### AUFGABENSTELLUNG A
Fasse den folgenden Text über die Armen im Geiste in zwei Sätzen zusammen.

┌─ SEITENTEXT

Und wenn man mal von Kraft und Energie strotzt, wenn einem vieles leicht gelingt, ist es dann vielleicht nicht gerade die vorausgehende Gnade Gottes, die einen hier wirkungsvoll antreibt? Wiederholen wir also nicht den Fehler des alttestamentarischen auserwählten Volkes, das sich gelegentlich zu viel eingebildet und gemeint hat, es allein, unter Ausschluss Gottes, könnte etwas vollbringen, was ihm ewigen Ruhm bringen würde. Wir wissen ja, wie dieser Hochmut in einer Blamage endete. Und auf der anderen Seite können jene Phasen, in welchen ich ein „Tief“ erlebe, eine Art Mahnung, eine Art vorbeugende Maßnahme Gottes sein. Ist es nicht möglich, dass einem durch die innere Niedergeschlagenheit, Leere und Trockenheit in Erinnerung gerufen werden soll: Mensch, gedenke, dass du letztendlich nicht auf deine Kraft allein bauen darfst und kannst, setze nicht nur in deiner seelischen Not die ganze Hoffnung und das Vertrauen auf Den, Der allein allmächtig ist und dir helfen kann, Der allein weiß, was deinem Seelenheil jeweils nützlich und deinem geistigen Fortschritt dienlich ist? 

Im Neuen Testament gilt die Bergpredigt als das kleine Evangelium. Wie im Alten Bund Gott vom Berge Sinai aus die Zehn Gebote verkündete, so spricht auch Christus als der eingeborene Sohn des Vaters von einem Berg zu den Menschen, die sich in der Niederung der Sünde und Gottesferne befinden. Es ist also derselbe erhabene Lehrer, der hier Seinen Willen kundgibt, es ist dieselbe göttliche Autorität, die sich an den Menschen wendet! 

Und die erste Botschaft Christi in dieser Bergpredigt lautet: „Selig die Armen im Geiste! Ihrer ist das Himmelreich“ (Mt 5,3). Unter diesen „Armen“ sind nicht jene gemeint, die materiell arm, die mittellos sind, die kaum etwas als ihren äußeren Besitz nennen können. Nein, selig werden gepriesen die „Armen im Geiste“, die wissen, dass sie armselige, schwache Geschöpfe sind und völlig abhängig von der Hilfe Gottes. Sie machen sich nichts aus sich selbst und unterliegen nicht der Gefahr, die eigene Privatperson vor Gott (und vor den Mitmenschen) als etwas Gewichtiges und Bedeutendes zu halten. Daher gestehen sie sich und den anderen in aller Ehrlichkeit ihre völlige Abhängigkeit vom Herrgott ein, sie anerkennen bereitwillig Seine Oberhoheit und setzen ihr ganzes Vertrauen auf Seine Hilfe! „Selig die Armen im Geiste!“ 

Denn „ihrer ist das Himmelreich“! Das Himmelreich, die Gemeinschaft mit Gott, wird denen, eigentlich nur denen (!) zugesprochen, die in dieser Weise arm sind im Geiste, die sich im Grunde ihres Herzens für hilfsbedürftige Diener Gottes halten. Dieser zweite Teil der Seligpreisung spricht in aller Deutlichkeit die Dringlichkeit dessen an, was im ersten Teil zur Sprache kam. Denn der, der sich etwas einbildet, der meint, etwas unabhängig von Gott vollbringen zu können, der trennt sich mit seiner Arroganz von der Gemeinschaft mit Gott, weil er eben nicht willens ist, sich Gott voll und ganz zu unterstellen!

└─
┌─ DIE DATEN

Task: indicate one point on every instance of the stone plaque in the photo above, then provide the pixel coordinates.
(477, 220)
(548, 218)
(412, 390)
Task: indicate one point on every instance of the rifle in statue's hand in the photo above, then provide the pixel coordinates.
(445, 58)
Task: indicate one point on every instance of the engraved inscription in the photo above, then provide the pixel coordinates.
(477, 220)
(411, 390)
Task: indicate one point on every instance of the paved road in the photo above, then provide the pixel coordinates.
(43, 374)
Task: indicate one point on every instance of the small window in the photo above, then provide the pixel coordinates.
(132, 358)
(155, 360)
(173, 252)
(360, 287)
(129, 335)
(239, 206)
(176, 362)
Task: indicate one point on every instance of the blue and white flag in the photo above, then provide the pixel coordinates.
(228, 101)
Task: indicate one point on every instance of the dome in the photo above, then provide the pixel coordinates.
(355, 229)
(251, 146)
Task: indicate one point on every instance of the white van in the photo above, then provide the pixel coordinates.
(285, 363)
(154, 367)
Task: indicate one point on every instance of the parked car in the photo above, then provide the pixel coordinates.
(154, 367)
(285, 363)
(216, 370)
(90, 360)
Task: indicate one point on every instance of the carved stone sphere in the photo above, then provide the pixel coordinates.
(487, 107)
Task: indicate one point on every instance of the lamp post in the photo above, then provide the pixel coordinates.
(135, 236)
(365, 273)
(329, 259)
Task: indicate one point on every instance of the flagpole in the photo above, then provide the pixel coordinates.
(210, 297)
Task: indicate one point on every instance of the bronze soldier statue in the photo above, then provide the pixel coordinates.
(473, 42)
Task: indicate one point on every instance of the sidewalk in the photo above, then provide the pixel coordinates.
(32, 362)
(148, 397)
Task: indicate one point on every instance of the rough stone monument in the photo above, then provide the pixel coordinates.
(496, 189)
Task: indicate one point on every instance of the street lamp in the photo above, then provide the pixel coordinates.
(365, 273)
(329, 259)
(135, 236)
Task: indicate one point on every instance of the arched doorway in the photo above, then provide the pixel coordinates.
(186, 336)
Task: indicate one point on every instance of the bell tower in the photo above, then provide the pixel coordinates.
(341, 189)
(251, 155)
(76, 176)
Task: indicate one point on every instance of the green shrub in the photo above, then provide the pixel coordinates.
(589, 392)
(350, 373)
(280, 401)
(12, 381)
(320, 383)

└─

### AUFGABENSTELLUNG B
Zitiere bitte wortgetreu die Zeilen der Datensätze, beginnend mit der Zeile, die „Task: indicate one point on every instance of the sidewalk“ enthält, und endend mit dem Ende der Datensätze.

### LÖSUNG A
Der Mensch soll nicht allein auf die eigene Kraft bauen, denn sowohl Phasen der Stärke als auch Zeiten innerer Niedergeschlagenheit können auf Gottes Wirken verweisen. In der ersten Seligpreisung der Bergpredigt werden die „Armen im Geiste“ seliggepriesen, die ihre völlige Abhängigkeit von Gott anerkennen, und nur ihnen wird das Himmelreich zugesprochen, während sich der Hochmütige durch seine Arroganz von der Gemeinschaft mit Gott trennt.

### LÖSUNG B
Task: indicate one point on every instance of the sidewalk in the photo above, then provide the pixel coordinates.
(32, 362)
(148, 397)
Task: indicate one point on every instance of the rough stone monument in the photo above, then provide the pixel coordinates.
(496, 189)
Task: indicate one point on every instance of the street lamp in the photo above, then provide the pixel coordinates.
(365, 273)
(329, 259)
(135, 236)
Task: indicate one point on every instance of the arched doorway in the photo above, then provide the pixel coordinates.
(186, 336)
Task: indicate one point on every instance of the bell tower in the photo above, then provide the pixel coordinates.
(341, 189)
(251, 155)
(76, 176)
Task: indicate one point on every instance of the green shrub in the photo above, then provide the pixel coordinates.
(589, 392)
(350, 373)
(280, 401)
(12, 381)
(320, 383)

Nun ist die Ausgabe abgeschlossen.